╭─ Record excerpts
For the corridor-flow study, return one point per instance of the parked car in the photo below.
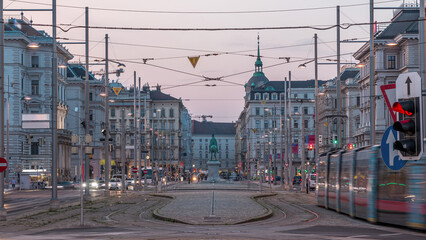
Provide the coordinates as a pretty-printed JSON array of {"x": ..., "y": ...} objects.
[
  {"x": 101, "y": 184},
  {"x": 311, "y": 180},
  {"x": 114, "y": 183},
  {"x": 297, "y": 181}
]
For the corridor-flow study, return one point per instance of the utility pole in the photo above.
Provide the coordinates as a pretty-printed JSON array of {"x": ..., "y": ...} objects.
[
  {"x": 285, "y": 129},
  {"x": 3, "y": 212},
  {"x": 316, "y": 126},
  {"x": 86, "y": 107},
  {"x": 135, "y": 127},
  {"x": 107, "y": 132},
  {"x": 290, "y": 164},
  {"x": 139, "y": 136},
  {"x": 339, "y": 96},
  {"x": 372, "y": 89},
  {"x": 303, "y": 148},
  {"x": 123, "y": 150},
  {"x": 54, "y": 203}
]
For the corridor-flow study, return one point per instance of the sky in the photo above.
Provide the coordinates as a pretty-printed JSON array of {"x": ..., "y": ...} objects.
[{"x": 230, "y": 53}]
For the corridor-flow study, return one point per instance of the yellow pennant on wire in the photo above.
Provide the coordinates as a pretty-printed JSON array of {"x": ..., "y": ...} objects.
[{"x": 194, "y": 60}]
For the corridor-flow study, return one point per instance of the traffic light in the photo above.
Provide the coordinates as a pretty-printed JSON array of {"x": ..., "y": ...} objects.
[{"x": 408, "y": 126}]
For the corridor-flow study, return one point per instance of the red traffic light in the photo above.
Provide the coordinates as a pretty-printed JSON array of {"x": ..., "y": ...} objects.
[
  {"x": 406, "y": 126},
  {"x": 404, "y": 107}
]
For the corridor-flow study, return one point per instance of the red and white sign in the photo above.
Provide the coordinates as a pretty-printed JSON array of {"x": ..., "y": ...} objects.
[{"x": 3, "y": 164}]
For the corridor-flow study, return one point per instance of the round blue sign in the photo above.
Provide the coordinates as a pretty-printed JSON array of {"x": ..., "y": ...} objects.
[{"x": 390, "y": 156}]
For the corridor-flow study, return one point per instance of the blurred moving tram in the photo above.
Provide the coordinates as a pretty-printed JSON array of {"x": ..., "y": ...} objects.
[{"x": 359, "y": 183}]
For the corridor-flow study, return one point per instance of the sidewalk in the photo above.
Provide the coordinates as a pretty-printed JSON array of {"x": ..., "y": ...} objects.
[{"x": 212, "y": 206}]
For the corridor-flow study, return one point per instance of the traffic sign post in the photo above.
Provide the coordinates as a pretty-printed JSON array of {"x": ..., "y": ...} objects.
[
  {"x": 409, "y": 106},
  {"x": 3, "y": 165},
  {"x": 389, "y": 154}
]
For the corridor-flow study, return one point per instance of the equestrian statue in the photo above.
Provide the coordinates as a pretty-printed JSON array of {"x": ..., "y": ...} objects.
[{"x": 213, "y": 148}]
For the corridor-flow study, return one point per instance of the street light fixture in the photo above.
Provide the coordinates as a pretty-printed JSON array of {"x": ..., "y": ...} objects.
[{"x": 33, "y": 45}]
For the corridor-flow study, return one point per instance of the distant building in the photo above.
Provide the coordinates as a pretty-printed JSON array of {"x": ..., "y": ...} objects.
[
  {"x": 390, "y": 61},
  {"x": 259, "y": 135},
  {"x": 328, "y": 115},
  {"x": 225, "y": 135}
]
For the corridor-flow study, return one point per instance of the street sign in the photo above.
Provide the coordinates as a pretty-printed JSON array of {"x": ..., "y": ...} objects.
[
  {"x": 408, "y": 85},
  {"x": 3, "y": 164},
  {"x": 389, "y": 154},
  {"x": 389, "y": 94},
  {"x": 116, "y": 90}
]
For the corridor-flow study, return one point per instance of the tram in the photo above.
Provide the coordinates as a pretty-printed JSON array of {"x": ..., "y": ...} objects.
[{"x": 360, "y": 184}]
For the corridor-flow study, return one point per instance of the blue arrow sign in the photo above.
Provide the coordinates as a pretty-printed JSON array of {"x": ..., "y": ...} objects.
[{"x": 389, "y": 155}]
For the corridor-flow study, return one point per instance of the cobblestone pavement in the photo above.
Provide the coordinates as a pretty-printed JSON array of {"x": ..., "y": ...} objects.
[{"x": 130, "y": 216}]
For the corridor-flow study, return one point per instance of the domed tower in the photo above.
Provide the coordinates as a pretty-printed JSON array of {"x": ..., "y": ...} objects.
[{"x": 258, "y": 78}]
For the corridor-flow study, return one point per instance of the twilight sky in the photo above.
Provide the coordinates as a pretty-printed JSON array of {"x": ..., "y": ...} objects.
[{"x": 170, "y": 49}]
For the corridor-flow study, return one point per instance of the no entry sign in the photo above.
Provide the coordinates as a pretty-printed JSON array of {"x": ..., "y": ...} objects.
[{"x": 3, "y": 164}]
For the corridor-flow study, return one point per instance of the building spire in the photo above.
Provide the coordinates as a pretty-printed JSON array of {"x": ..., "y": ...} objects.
[{"x": 258, "y": 64}]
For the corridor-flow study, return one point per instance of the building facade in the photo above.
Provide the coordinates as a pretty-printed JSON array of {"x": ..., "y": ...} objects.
[
  {"x": 28, "y": 74},
  {"x": 224, "y": 133}
]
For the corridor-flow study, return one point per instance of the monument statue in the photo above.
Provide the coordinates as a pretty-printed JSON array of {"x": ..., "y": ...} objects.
[{"x": 213, "y": 148}]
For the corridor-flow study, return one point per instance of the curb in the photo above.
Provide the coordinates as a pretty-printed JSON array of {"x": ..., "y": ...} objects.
[{"x": 267, "y": 215}]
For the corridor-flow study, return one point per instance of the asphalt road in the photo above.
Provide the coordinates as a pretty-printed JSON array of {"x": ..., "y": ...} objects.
[{"x": 129, "y": 216}]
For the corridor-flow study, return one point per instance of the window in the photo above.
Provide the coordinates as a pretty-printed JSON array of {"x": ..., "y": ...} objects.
[
  {"x": 34, "y": 148},
  {"x": 265, "y": 96},
  {"x": 34, "y": 61},
  {"x": 391, "y": 62},
  {"x": 34, "y": 87}
]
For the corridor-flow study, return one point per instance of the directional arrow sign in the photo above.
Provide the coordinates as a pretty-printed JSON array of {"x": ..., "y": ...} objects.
[
  {"x": 389, "y": 155},
  {"x": 408, "y": 81}
]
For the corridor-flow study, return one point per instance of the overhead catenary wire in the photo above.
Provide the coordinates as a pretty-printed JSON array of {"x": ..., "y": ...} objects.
[{"x": 207, "y": 12}]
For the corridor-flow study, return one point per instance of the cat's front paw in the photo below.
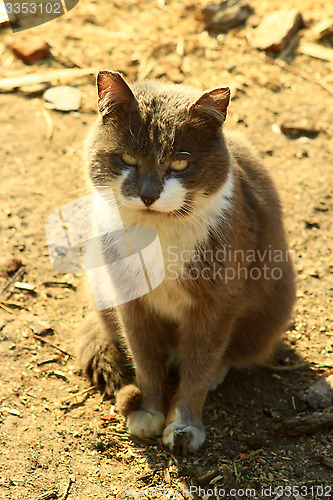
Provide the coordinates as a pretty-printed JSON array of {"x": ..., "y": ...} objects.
[
  {"x": 183, "y": 438},
  {"x": 145, "y": 423}
]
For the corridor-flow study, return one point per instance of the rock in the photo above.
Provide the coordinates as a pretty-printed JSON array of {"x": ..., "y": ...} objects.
[
  {"x": 63, "y": 98},
  {"x": 323, "y": 30},
  {"x": 5, "y": 18},
  {"x": 41, "y": 328},
  {"x": 315, "y": 50},
  {"x": 30, "y": 49},
  {"x": 276, "y": 29},
  {"x": 318, "y": 395},
  {"x": 311, "y": 225},
  {"x": 223, "y": 16},
  {"x": 296, "y": 130},
  {"x": 34, "y": 90},
  {"x": 10, "y": 267}
]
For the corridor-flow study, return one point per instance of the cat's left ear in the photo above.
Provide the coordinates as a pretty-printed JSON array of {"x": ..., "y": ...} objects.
[
  {"x": 113, "y": 92},
  {"x": 213, "y": 105}
]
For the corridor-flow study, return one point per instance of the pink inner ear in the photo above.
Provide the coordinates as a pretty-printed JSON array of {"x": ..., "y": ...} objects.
[
  {"x": 214, "y": 104},
  {"x": 112, "y": 87}
]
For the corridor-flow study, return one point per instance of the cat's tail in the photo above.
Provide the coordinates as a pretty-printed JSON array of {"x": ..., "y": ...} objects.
[{"x": 128, "y": 399}]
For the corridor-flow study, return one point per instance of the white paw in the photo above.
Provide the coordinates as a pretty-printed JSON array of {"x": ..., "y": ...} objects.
[
  {"x": 219, "y": 376},
  {"x": 183, "y": 438},
  {"x": 145, "y": 423}
]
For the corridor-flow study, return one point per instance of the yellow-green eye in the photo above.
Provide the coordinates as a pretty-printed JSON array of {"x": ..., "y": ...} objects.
[
  {"x": 129, "y": 159},
  {"x": 179, "y": 165}
]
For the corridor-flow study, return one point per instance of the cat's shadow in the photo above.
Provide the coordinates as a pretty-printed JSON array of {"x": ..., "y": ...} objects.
[{"x": 238, "y": 417}]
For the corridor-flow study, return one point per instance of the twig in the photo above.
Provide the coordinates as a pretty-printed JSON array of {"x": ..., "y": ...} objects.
[
  {"x": 58, "y": 54},
  {"x": 81, "y": 393},
  {"x": 61, "y": 284},
  {"x": 284, "y": 66},
  {"x": 48, "y": 495},
  {"x": 286, "y": 368},
  {"x": 19, "y": 305},
  {"x": 12, "y": 280},
  {"x": 51, "y": 360},
  {"x": 49, "y": 123},
  {"x": 70, "y": 481},
  {"x": 52, "y": 345}
]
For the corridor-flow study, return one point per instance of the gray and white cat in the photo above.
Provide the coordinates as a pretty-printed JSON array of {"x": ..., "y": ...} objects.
[{"x": 162, "y": 150}]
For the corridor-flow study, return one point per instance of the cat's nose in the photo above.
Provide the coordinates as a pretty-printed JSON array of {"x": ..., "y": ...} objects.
[
  {"x": 149, "y": 200},
  {"x": 150, "y": 192}
]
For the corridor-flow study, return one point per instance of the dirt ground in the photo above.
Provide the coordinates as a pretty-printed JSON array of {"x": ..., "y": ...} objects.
[{"x": 46, "y": 443}]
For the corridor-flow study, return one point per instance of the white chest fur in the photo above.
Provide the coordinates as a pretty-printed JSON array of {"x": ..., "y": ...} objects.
[{"x": 179, "y": 238}]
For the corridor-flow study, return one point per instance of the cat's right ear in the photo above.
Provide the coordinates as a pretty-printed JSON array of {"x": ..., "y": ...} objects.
[
  {"x": 212, "y": 105},
  {"x": 113, "y": 92}
]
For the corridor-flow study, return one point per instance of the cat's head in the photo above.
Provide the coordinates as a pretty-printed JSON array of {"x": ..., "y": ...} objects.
[{"x": 159, "y": 147}]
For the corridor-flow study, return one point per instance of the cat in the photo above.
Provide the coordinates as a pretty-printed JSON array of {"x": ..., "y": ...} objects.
[{"x": 229, "y": 286}]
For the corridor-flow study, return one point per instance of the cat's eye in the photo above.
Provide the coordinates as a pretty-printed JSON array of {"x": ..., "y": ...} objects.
[
  {"x": 179, "y": 165},
  {"x": 129, "y": 159}
]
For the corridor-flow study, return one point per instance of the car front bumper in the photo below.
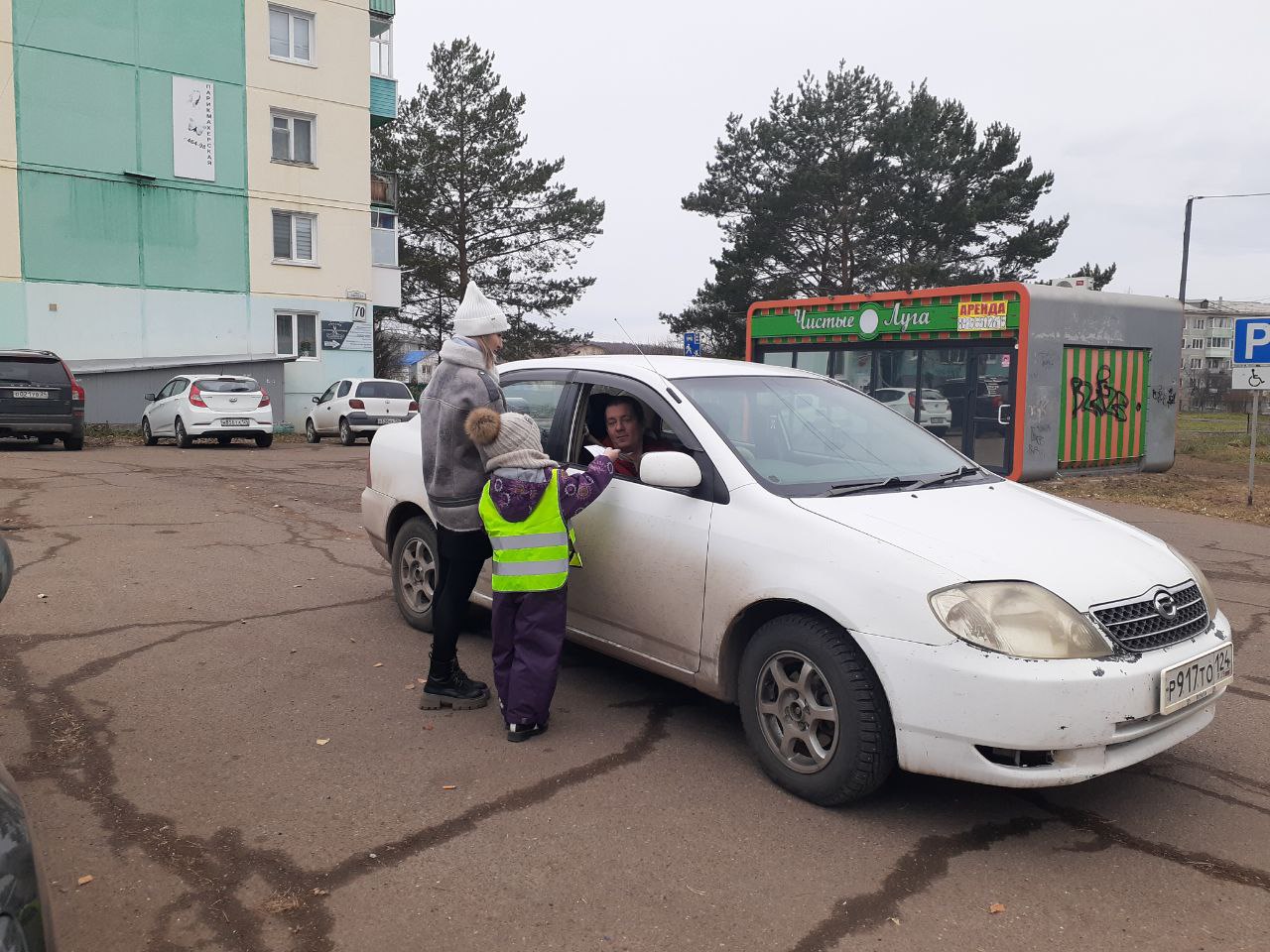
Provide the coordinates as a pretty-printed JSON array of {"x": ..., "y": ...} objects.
[{"x": 1086, "y": 717}]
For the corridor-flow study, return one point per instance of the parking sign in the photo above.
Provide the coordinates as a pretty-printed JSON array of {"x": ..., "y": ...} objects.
[{"x": 1252, "y": 340}]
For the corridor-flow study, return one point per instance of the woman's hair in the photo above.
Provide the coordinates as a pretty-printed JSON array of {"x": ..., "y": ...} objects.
[{"x": 486, "y": 349}]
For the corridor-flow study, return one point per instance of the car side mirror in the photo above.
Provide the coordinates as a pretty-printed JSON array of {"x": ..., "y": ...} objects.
[{"x": 670, "y": 470}]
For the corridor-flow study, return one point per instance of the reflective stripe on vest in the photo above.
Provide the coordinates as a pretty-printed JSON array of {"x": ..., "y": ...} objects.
[{"x": 531, "y": 555}]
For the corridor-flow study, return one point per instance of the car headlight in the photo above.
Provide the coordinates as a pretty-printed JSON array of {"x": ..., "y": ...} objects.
[
  {"x": 1206, "y": 589},
  {"x": 1017, "y": 619}
]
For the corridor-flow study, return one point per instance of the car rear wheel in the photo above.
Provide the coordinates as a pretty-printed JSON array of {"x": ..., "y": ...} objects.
[
  {"x": 815, "y": 711},
  {"x": 414, "y": 571},
  {"x": 345, "y": 434}
]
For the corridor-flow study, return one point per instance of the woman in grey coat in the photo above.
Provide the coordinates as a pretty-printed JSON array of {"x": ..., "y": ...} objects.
[{"x": 453, "y": 476}]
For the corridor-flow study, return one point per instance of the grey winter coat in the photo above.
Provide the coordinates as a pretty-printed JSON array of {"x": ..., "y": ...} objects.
[{"x": 453, "y": 474}]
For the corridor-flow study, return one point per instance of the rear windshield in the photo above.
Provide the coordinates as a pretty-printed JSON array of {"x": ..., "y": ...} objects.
[
  {"x": 32, "y": 370},
  {"x": 385, "y": 390},
  {"x": 227, "y": 385}
]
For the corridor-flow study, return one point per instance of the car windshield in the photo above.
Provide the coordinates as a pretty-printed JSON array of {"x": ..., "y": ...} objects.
[
  {"x": 384, "y": 389},
  {"x": 229, "y": 385},
  {"x": 32, "y": 370},
  {"x": 807, "y": 435}
]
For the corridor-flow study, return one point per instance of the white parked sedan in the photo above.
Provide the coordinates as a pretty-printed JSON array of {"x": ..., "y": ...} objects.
[
  {"x": 824, "y": 563},
  {"x": 200, "y": 407},
  {"x": 356, "y": 408}
]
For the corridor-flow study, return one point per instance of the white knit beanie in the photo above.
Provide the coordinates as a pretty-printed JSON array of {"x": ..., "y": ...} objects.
[
  {"x": 506, "y": 439},
  {"x": 477, "y": 316}
]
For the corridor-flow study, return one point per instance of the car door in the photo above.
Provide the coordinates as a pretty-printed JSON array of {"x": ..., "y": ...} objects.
[{"x": 642, "y": 583}]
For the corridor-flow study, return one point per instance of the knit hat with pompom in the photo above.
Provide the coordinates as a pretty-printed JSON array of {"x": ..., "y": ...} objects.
[{"x": 506, "y": 439}]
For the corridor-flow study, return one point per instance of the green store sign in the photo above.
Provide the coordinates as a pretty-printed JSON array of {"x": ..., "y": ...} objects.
[{"x": 871, "y": 320}]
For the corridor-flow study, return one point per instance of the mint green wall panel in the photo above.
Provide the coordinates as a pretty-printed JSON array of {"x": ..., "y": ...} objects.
[
  {"x": 76, "y": 229},
  {"x": 193, "y": 240},
  {"x": 154, "y": 91},
  {"x": 100, "y": 28},
  {"x": 75, "y": 112},
  {"x": 200, "y": 39}
]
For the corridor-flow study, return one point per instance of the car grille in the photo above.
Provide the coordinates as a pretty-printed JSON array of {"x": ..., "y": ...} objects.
[{"x": 1137, "y": 626}]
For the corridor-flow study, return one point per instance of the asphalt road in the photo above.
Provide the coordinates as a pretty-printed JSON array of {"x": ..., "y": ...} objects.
[{"x": 187, "y": 625}]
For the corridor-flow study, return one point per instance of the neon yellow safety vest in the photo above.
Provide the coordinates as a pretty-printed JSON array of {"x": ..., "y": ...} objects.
[{"x": 534, "y": 555}]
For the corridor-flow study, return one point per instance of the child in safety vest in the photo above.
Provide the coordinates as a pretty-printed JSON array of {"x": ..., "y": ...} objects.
[{"x": 526, "y": 507}]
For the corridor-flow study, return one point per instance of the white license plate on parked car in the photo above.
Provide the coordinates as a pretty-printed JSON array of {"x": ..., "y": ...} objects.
[{"x": 1197, "y": 678}]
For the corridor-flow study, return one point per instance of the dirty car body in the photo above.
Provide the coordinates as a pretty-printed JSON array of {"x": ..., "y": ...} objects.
[{"x": 839, "y": 574}]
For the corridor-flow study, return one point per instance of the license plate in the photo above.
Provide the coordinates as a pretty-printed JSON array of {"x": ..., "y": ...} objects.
[{"x": 1197, "y": 678}]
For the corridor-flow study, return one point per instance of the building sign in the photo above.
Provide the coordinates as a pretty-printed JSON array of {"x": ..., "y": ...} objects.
[
  {"x": 347, "y": 335},
  {"x": 193, "y": 128},
  {"x": 870, "y": 320}
]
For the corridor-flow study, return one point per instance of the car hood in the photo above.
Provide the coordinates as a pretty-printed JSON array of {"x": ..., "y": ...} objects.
[{"x": 1005, "y": 531}]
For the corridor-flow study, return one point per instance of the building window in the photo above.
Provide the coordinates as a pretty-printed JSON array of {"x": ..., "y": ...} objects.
[
  {"x": 295, "y": 238},
  {"x": 296, "y": 335},
  {"x": 293, "y": 137},
  {"x": 291, "y": 35},
  {"x": 381, "y": 48},
  {"x": 382, "y": 238}
]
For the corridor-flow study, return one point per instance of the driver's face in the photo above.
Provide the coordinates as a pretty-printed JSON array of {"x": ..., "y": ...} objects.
[{"x": 625, "y": 430}]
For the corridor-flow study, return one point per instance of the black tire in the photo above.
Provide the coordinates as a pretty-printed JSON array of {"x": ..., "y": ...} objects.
[
  {"x": 345, "y": 433},
  {"x": 414, "y": 571},
  {"x": 861, "y": 754}
]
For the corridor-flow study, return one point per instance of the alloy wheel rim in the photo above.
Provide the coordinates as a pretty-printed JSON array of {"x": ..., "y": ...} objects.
[
  {"x": 418, "y": 574},
  {"x": 797, "y": 712}
]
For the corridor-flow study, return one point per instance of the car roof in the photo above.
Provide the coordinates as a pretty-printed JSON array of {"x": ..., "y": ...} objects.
[{"x": 657, "y": 366}]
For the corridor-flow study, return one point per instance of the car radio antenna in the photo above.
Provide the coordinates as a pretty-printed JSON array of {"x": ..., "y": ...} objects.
[{"x": 638, "y": 348}]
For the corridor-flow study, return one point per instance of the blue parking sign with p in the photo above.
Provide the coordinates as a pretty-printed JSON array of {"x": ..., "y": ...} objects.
[{"x": 1251, "y": 340}]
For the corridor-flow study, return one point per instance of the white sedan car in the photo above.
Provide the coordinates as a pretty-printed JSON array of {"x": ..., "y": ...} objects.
[
  {"x": 822, "y": 562},
  {"x": 905, "y": 402},
  {"x": 356, "y": 408},
  {"x": 203, "y": 407}
]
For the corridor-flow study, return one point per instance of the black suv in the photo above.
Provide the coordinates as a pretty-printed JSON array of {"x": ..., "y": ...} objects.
[{"x": 40, "y": 398}]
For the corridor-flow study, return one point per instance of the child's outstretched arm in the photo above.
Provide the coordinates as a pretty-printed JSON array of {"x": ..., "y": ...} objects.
[{"x": 579, "y": 489}]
╰─
Your task is to write out the lines from the one with "suv in the photo above." through the end of the records, exactly and with nothing added.

▶ [Reply]:
For the corridor-flow study, return one point per instance of the black suv in the photo above.
Provide the coordinates as a pretty-printed JSON array of {"x": ..., "y": ...} objects.
[{"x": 40, "y": 398}]
For the corridor-flow study, return one point per instance of the child's outstretched arm in the photo above.
Provide the coordinates as a pretty-printed JSON array of {"x": ..., "y": ...} objects.
[{"x": 579, "y": 489}]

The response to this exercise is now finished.